-------- Information supplied --------

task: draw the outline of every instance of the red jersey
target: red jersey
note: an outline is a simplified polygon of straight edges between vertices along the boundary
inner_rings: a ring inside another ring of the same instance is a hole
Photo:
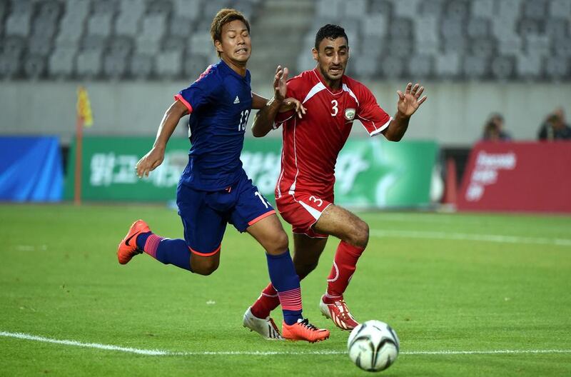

--------

• _Task prompt_
Retype the rows above word for word, leaving out the pictures.

• _Solution_
task: draw the outline of every instance of the red jersey
target: red jersey
note: an outline is a simplified polygon of straight edges between vertices along the boundary
inner_rings: a ring inside another ring of the same instance is a hole
Photo:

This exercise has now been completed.